- [PASSAGE]:

*** Begin section ***

The Guinea turaco has a loud cawr-cawr call, consisting of 10–16 raucous cawing notes.

==Distribution and habitat==
Guinea turaco has an extremely large range and a stable population. It can be found in forests of West and Central Africa, ranging from Senegal east to DR Congo and south to northern Angola. It is present in the Republic of the Congo, Angola, Benin, Cameroon, Central African Republic, Democratic Republic of the Congo, Equatorial Guinea, Gabon, Gambia, Ghana, Guinea, Guinea-Bissau, Ivory Coast, Liberia, Mali, Nigeria, Senegal, Sierra Leone and Togo.

This species inhabits subtropical and tropical moist lowland, gallery forests and tropical rain forests edge, often near cultivated areas. It is common in climax forest with plentiful tall trees, from sea level to about 1100 m.

==Behaviour and ecology==

Video clip

Tauraco persa is normally sedentary and strongly territorial. These birds feed on wide variety of wild and cultivated tropical fruits (for instance on Musanga, Macaranga, Rauvolfia, Cissus and Ficus species, etc.), but also on blossoms. They do not fly very well, preferring to climb from branch to branch.

They breed in May–June and August in Cameroon, from December to February and from June to September in Gabon, while in Sierra Leone they breed in June and in October. Females lay two eggs in a tree platform nest.

*** End section ***

- [PROMPT]:
Answer these questions from the text about the Guinea turaco:
(a) How many notes make up its call?
(b) Up to about what elevation is it common in climax forest?
(c) How many eggs do females lay?

- [RECORD EXTRACTS]:
*** Begin section ***

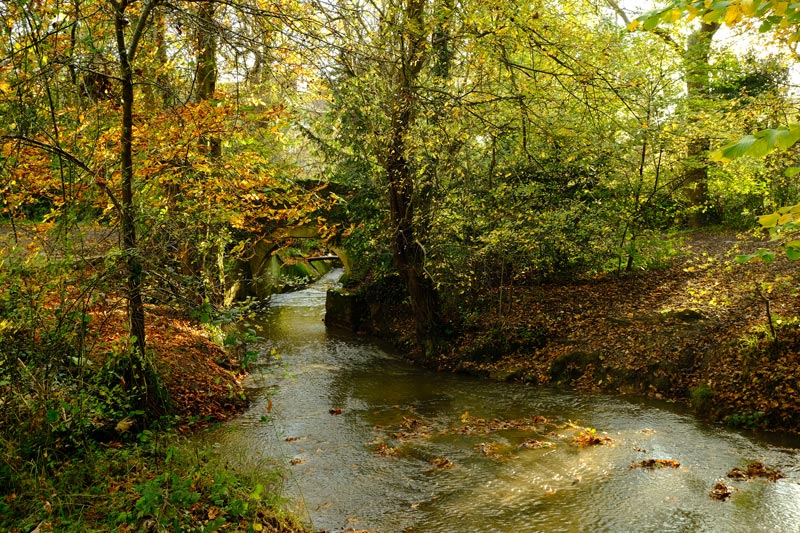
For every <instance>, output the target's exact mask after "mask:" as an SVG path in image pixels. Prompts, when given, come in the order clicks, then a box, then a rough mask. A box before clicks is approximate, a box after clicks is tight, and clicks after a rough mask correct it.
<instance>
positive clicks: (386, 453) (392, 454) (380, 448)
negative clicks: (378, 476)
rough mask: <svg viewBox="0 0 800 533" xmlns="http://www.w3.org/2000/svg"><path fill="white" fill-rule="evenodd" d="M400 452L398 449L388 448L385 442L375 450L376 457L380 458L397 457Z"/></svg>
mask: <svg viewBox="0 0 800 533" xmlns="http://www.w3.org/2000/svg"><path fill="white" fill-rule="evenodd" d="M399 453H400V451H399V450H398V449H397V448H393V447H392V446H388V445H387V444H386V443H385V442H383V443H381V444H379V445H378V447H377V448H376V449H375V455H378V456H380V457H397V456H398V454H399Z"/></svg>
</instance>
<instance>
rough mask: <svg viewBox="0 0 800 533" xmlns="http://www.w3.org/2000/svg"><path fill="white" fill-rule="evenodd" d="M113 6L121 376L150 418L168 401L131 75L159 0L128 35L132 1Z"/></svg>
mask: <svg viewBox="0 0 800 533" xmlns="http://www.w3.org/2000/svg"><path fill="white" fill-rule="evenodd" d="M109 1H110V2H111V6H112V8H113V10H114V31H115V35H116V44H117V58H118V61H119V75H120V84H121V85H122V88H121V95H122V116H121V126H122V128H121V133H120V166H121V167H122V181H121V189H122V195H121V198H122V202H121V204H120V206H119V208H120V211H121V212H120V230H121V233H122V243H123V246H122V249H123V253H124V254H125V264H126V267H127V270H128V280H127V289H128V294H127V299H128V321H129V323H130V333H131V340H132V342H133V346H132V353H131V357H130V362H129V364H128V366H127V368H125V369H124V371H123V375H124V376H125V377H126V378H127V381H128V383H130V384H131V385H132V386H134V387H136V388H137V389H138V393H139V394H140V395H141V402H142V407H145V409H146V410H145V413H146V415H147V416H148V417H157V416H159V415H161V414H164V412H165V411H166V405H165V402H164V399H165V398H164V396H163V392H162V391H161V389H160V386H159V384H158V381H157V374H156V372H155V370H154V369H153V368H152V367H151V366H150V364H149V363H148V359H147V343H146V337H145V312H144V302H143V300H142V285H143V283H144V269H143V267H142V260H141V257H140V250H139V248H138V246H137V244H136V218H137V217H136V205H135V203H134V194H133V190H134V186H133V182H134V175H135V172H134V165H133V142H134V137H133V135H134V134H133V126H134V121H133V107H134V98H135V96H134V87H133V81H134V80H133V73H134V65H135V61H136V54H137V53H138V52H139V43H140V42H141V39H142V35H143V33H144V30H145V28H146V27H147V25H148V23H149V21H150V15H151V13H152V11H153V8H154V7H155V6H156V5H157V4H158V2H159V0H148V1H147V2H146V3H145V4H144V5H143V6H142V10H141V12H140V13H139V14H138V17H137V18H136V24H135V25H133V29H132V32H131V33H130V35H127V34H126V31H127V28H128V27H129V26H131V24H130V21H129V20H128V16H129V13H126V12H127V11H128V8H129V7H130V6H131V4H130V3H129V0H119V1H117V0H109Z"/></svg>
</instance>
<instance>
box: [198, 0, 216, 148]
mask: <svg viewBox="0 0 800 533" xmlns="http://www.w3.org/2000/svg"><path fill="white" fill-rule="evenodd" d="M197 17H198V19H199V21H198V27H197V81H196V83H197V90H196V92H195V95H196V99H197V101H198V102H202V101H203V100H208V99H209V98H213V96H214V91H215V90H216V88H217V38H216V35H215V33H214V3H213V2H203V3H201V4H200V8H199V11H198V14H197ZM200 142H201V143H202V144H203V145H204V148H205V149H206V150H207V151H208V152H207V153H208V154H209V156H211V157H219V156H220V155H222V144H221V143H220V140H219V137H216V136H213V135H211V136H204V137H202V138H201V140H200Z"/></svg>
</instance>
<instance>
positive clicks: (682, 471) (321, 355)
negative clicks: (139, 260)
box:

*** End section ***

- [FINAL ANSWER]:
(a) 10–16 raucous cawing notes
(b) About 1100 m
(c) Two